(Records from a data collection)
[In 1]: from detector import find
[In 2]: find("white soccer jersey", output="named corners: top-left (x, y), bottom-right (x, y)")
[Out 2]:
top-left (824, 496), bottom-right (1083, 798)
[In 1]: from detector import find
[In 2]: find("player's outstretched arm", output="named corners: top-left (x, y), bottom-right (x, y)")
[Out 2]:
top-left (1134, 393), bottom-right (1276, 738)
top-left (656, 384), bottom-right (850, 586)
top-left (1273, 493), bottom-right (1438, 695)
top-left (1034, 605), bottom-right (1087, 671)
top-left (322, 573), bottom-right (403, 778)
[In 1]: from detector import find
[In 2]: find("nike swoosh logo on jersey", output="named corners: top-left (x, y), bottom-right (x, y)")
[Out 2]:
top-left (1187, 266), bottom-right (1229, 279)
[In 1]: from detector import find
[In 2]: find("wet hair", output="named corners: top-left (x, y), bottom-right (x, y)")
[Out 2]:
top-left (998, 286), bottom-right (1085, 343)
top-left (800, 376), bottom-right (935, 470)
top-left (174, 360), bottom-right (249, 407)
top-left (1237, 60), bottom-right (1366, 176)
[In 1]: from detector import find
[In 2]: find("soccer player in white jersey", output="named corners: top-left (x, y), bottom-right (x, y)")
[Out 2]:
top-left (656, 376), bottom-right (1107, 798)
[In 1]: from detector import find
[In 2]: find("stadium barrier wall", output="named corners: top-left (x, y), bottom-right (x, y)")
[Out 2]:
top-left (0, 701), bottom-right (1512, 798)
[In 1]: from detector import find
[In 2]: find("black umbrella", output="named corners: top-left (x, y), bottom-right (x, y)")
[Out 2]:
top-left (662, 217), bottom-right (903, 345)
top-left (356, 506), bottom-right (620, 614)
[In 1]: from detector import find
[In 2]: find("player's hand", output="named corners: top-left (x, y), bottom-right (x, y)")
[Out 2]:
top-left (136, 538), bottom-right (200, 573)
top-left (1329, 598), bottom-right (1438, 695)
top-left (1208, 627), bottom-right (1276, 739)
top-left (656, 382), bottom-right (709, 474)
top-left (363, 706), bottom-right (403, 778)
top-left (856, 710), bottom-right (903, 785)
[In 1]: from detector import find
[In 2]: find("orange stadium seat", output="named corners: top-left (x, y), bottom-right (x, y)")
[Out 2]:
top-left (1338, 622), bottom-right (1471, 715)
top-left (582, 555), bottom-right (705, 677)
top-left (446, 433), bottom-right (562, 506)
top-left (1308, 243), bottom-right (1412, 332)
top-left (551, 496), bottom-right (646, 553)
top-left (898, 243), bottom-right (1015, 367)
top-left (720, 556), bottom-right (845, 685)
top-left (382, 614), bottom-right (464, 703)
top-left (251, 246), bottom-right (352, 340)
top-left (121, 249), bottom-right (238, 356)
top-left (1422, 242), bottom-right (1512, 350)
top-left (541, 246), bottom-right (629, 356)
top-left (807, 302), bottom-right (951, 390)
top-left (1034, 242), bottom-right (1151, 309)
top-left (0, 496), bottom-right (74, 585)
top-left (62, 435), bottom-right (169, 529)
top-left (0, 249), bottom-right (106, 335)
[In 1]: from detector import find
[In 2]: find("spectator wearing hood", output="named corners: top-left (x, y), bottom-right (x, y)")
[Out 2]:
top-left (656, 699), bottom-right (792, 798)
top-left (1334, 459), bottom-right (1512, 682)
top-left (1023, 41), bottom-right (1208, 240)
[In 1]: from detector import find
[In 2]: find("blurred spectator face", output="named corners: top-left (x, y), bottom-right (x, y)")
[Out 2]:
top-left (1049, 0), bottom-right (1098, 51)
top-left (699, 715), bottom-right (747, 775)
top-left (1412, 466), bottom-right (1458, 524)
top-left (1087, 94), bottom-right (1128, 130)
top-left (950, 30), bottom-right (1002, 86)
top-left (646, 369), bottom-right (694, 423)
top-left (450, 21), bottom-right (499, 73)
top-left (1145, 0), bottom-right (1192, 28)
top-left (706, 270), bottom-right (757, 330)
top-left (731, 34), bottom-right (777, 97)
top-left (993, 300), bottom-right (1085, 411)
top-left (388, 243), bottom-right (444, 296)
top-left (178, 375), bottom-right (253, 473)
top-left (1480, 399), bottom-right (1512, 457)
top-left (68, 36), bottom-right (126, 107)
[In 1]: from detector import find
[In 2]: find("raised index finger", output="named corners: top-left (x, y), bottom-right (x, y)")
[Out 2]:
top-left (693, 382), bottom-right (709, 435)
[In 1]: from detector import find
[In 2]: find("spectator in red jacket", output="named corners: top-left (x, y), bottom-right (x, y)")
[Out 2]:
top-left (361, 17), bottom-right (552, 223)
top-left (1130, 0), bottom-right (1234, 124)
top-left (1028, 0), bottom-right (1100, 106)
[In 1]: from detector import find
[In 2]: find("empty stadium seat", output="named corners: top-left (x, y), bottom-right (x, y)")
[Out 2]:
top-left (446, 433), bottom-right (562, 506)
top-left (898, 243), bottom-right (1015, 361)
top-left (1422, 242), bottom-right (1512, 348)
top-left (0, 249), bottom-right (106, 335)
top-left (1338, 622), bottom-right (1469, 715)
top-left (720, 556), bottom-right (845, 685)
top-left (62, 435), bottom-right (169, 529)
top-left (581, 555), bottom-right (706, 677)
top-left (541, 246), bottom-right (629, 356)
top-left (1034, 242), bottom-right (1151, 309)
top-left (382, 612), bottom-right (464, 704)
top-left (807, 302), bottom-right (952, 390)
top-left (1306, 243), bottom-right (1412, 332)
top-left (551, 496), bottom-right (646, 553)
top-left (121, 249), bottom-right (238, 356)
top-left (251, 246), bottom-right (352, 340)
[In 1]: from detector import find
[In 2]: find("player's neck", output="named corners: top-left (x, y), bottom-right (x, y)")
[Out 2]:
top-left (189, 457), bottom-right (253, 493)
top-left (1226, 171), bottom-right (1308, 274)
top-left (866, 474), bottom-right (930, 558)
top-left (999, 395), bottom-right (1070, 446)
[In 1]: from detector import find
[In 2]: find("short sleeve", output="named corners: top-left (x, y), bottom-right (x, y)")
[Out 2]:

• **Exercise objective**: Reproduce the listing, requests included, starting at its first line and ending after the line that contains "top-left (824, 496), bottom-right (1083, 798)", with every coordinate in the answers multiplied by 0.25 and rounded to a whole number, halves rounded up. Leave the numbers in the requests and in their format samples unchanged.

• **The response**:
[In 1]: from detector import find
[In 2]: find("white soccer jersey", output="named corners: top-left (x, y), bottom-right (x, y)")
[Out 2]:
top-left (206, 124), bottom-right (271, 200)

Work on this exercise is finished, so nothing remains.